__WHAT TO PRODUCE__:
Quote every line from the top of the listing down to and including the line that contains "Target: child holding paper".

__PROVIDED RECORDS__:

--- START ---

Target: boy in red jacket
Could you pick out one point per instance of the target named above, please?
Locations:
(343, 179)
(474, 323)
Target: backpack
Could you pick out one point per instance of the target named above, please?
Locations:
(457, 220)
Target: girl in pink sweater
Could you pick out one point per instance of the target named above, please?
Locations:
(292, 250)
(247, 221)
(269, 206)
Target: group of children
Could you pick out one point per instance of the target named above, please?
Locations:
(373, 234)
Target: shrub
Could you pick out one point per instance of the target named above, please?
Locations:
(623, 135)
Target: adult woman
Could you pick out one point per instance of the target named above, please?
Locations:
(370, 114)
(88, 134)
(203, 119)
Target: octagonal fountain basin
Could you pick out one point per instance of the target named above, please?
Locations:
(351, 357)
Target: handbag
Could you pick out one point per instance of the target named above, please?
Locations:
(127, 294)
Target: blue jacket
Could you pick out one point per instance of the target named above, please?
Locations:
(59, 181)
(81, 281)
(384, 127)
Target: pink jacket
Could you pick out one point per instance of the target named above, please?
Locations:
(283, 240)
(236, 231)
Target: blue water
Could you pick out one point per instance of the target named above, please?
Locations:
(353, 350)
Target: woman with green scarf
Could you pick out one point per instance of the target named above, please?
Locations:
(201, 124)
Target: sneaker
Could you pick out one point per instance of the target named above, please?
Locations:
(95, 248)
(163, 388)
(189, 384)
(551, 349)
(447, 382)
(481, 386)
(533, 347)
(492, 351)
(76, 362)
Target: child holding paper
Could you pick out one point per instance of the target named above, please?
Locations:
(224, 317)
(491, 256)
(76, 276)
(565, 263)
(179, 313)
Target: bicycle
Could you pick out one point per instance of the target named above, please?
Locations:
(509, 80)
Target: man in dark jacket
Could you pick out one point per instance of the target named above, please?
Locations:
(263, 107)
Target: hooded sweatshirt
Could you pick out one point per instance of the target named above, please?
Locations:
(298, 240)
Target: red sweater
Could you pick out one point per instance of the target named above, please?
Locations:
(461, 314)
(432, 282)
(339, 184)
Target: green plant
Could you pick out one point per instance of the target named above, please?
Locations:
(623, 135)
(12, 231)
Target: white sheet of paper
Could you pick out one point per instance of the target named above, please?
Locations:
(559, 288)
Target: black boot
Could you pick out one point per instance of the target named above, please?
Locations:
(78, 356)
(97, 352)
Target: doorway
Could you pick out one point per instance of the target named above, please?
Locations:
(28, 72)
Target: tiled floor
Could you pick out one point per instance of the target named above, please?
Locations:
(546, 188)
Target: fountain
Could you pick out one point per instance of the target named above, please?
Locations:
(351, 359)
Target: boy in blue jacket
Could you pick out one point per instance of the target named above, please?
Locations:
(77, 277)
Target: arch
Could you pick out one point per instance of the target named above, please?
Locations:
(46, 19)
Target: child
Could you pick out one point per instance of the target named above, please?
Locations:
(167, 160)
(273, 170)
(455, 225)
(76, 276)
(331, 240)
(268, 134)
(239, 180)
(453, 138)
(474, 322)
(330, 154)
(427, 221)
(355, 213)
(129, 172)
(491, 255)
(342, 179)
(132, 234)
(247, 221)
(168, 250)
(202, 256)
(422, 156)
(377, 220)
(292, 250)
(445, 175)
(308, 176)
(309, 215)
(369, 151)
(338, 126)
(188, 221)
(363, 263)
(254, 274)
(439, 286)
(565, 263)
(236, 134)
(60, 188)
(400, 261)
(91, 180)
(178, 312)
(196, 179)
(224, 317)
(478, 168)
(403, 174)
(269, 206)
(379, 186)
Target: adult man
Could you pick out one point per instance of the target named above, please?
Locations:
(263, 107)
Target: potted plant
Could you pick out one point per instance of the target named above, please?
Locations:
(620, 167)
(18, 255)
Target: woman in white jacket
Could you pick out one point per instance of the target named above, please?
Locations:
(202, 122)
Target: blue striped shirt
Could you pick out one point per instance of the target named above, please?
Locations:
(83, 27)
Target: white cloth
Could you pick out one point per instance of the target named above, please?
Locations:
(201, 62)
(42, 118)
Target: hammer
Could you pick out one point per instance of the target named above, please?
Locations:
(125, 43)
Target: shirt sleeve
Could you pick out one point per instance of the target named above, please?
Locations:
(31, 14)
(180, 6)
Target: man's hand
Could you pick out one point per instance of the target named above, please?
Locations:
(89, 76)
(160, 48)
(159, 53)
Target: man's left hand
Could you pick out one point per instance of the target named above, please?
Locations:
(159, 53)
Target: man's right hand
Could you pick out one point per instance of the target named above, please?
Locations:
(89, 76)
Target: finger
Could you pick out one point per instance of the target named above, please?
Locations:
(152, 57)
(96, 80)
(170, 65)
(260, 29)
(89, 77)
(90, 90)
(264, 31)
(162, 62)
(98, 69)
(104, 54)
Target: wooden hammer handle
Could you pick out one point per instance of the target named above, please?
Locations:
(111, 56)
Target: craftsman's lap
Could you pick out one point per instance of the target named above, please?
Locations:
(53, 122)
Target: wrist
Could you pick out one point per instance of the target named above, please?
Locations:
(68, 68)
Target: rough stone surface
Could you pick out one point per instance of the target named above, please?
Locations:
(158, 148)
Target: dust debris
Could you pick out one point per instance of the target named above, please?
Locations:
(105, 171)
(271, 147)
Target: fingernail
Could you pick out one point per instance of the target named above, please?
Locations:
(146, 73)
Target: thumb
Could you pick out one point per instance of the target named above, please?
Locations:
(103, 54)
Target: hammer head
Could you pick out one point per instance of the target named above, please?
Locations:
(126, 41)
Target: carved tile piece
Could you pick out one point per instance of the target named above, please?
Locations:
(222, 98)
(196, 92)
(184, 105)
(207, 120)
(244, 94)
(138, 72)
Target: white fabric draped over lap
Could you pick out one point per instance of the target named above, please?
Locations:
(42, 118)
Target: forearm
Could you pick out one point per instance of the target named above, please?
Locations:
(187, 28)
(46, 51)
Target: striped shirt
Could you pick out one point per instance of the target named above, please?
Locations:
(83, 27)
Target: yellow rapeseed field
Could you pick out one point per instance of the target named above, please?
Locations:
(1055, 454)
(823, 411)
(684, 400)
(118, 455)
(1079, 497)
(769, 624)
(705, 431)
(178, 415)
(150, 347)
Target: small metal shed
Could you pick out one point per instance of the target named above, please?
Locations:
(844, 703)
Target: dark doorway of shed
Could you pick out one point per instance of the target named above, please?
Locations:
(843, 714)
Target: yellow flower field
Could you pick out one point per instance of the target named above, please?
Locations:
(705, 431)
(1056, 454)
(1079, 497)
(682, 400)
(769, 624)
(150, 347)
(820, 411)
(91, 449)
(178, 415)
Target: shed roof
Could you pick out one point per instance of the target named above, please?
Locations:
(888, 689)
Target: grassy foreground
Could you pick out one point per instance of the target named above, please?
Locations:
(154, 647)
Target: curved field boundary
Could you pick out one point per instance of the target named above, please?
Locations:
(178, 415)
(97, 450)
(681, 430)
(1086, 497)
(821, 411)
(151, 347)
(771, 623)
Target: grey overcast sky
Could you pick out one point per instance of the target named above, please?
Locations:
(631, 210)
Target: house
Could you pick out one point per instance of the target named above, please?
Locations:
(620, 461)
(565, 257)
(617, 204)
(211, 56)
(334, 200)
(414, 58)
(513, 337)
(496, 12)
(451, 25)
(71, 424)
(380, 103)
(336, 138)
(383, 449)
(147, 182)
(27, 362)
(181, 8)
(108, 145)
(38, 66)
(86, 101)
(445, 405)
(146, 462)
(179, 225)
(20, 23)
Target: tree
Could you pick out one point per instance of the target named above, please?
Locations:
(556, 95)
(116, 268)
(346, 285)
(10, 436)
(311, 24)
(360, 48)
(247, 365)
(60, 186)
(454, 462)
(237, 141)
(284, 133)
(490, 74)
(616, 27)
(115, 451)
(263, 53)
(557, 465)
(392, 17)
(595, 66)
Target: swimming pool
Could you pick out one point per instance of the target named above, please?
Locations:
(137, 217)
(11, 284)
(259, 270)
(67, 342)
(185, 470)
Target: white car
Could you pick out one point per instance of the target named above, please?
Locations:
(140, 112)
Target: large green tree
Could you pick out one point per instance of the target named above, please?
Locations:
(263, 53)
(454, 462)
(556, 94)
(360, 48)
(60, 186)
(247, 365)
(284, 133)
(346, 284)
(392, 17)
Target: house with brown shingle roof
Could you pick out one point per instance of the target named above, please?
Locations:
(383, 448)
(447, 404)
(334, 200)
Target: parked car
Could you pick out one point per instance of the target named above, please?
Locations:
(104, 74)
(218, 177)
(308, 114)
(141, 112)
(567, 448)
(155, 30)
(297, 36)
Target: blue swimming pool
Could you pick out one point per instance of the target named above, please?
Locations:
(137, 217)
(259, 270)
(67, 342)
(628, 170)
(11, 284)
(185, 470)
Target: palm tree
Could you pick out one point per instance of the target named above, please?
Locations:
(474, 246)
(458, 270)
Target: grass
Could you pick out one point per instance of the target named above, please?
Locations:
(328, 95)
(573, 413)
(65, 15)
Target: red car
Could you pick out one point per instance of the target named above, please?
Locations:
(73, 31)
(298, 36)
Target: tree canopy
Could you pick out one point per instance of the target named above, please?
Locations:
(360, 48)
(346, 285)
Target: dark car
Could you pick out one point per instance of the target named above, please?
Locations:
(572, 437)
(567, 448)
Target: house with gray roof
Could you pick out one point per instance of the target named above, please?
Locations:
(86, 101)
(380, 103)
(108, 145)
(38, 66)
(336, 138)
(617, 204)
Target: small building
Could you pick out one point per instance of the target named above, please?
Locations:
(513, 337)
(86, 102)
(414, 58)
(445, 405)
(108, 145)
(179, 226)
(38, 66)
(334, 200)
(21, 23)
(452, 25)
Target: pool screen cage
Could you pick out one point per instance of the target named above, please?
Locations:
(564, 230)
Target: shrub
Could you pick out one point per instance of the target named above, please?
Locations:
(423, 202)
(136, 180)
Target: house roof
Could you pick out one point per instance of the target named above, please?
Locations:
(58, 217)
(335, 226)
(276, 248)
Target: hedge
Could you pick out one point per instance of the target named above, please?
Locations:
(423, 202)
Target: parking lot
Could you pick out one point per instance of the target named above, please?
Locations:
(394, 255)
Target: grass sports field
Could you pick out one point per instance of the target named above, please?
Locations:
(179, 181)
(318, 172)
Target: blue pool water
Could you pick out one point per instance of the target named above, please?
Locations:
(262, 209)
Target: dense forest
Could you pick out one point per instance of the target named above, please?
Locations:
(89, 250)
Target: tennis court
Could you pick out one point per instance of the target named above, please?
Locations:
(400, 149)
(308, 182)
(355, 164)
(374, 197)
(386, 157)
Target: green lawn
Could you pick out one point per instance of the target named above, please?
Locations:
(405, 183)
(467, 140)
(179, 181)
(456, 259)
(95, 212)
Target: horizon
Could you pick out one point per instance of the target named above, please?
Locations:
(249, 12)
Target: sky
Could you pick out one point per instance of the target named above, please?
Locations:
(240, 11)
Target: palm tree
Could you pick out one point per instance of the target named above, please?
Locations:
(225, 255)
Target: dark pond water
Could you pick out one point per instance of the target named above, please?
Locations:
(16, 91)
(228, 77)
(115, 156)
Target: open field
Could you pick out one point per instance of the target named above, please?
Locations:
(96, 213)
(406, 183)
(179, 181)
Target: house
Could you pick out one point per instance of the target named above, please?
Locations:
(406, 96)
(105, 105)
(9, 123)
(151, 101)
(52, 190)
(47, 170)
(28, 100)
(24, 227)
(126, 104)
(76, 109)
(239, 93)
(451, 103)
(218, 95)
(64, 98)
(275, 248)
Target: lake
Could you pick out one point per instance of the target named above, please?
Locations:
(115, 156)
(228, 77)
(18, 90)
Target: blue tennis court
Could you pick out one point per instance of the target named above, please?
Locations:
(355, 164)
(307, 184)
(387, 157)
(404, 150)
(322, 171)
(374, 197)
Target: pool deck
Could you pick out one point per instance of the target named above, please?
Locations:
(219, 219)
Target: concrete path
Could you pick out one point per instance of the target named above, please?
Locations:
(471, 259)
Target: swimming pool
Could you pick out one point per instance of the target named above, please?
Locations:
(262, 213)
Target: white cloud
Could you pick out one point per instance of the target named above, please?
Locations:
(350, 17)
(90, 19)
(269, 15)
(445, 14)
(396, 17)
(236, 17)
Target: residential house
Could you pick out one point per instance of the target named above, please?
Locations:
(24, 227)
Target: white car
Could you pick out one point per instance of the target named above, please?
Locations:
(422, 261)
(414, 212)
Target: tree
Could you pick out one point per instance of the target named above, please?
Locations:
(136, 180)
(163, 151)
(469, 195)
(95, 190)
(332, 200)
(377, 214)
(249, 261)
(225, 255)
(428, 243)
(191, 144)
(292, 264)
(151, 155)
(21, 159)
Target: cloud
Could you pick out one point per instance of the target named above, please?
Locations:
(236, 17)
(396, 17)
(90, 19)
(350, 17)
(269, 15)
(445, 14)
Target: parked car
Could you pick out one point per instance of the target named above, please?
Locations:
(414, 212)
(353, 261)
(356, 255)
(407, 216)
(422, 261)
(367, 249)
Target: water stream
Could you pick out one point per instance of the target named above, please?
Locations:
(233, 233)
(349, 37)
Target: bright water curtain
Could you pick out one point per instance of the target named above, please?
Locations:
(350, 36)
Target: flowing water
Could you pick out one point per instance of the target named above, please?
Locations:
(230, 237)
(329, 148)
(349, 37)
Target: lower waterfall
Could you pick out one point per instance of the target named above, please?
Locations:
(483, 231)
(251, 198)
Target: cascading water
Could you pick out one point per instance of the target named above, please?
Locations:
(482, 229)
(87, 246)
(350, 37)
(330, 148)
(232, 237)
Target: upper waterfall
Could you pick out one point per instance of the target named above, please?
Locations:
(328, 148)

--- END ---

__EXERCISE OUTPUT__:
Target: boy in red jacket
Could you pick out one point per instance of the target named above, please?
Locations:
(343, 179)
(474, 323)
Target: backpack
Could you pick out one point per instance of the target named above, please?
Locations:
(457, 220)
Target: girl in pink sweater
Could you pick out one point per instance of the target named above, please?
Locations:
(292, 250)
(247, 221)
(269, 206)
Target: group of children
Could you pick out one point per instance of the target named above, please?
Locations:
(373, 234)
Target: shrub
Could you pick out one point per instance of the target named above, please?
Locations:
(623, 135)
Target: adult woman
Could you pick out one point per instance of the target named above, please?
Locations:
(370, 114)
(88, 134)
(203, 119)
Target: octagonal fountain basin
Could you pick out one point per instance of the target named above, please?
Locations:
(351, 357)
Target: handbag
Could you pick out one point per instance of the target named above, please?
Locations:
(127, 294)
Target: blue jacket
Could you pick out one point per instance of the target named above, please?
Locations:
(59, 181)
(81, 281)
(384, 127)
Target: pink jacket
Could you pick out one point per instance of the target named above, please?
Locations:
(283, 240)
(236, 231)
Target: blue water
Could you pick out one point per instance of the target named above, please?
Locations:
(353, 350)
Target: woman with green scarf
Could you pick out one point per instance of the target named above, please?
Locations:
(201, 124)
Target: sneaker
Could you pick out one point per instance of the target named above, please?
Locations:
(95, 248)
(163, 388)
(189, 384)
(551, 349)
(447, 382)
(481, 386)
(533, 347)
(492, 351)
(76, 362)
Target: child holding paper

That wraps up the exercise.